### Your assignment
Nothing may be dropped or added when the entries below are copied.

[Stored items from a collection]
◆ ◆ ◆ ◆ ◆ ◆ ◆
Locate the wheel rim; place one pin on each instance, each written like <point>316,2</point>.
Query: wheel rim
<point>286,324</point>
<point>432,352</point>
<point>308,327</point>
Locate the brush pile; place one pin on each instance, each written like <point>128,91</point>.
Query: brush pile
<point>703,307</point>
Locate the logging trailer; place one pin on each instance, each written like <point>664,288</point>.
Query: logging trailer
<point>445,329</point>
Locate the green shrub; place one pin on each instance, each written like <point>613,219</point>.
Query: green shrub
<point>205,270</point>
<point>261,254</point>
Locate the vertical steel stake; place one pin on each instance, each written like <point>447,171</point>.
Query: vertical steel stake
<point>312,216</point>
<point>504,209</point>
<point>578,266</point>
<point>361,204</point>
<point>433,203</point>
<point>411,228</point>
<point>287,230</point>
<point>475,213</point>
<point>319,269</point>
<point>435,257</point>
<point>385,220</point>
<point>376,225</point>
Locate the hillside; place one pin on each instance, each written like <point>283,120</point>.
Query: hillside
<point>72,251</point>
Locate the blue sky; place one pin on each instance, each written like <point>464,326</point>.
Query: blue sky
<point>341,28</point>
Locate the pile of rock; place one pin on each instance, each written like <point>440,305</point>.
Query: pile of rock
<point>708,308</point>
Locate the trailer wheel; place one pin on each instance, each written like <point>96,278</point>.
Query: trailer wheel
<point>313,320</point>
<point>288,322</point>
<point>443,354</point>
◆ ◆ ◆ ◆ ◆ ◆ ◆
### Solution to this problem
Locate the wheel rim; place one pin on each instance, each written like <point>316,2</point>.
Query: wheel rim
<point>286,324</point>
<point>432,352</point>
<point>308,327</point>
Locate the brush pile; place one pin on each instance, each written like <point>128,91</point>.
Query: brush pile
<point>703,307</point>
Locate the logging trailer; place one pin on each instance, each written like <point>664,288</point>.
Query: logging trailer
<point>445,329</point>
Locate the green shrub; place one pin on each instance, each written like <point>613,219</point>.
Query: green shrub
<point>205,270</point>
<point>261,254</point>
Locate the vertical steel stake; place one pin on each instance, each written like <point>447,171</point>.
Query: vertical steel stake
<point>312,216</point>
<point>504,209</point>
<point>578,266</point>
<point>361,204</point>
<point>433,203</point>
<point>411,228</point>
<point>287,230</point>
<point>475,213</point>
<point>319,269</point>
<point>435,257</point>
<point>385,220</point>
<point>376,225</point>
Locate the hillside; place one pin on each instance, each written like <point>283,120</point>.
Query: hillside
<point>72,251</point>
Locate the blue sky; place one pin on each instance, each written like <point>464,326</point>.
Query: blue sky
<point>341,28</point>
Locate the pile of rock; place one pin on each instance, each written like <point>440,305</point>.
Query: pile of rock
<point>708,308</point>
Locate the trailer wheel; place one pin on each instance, each written like <point>96,278</point>.
Query: trailer wheel
<point>313,320</point>
<point>288,322</point>
<point>443,354</point>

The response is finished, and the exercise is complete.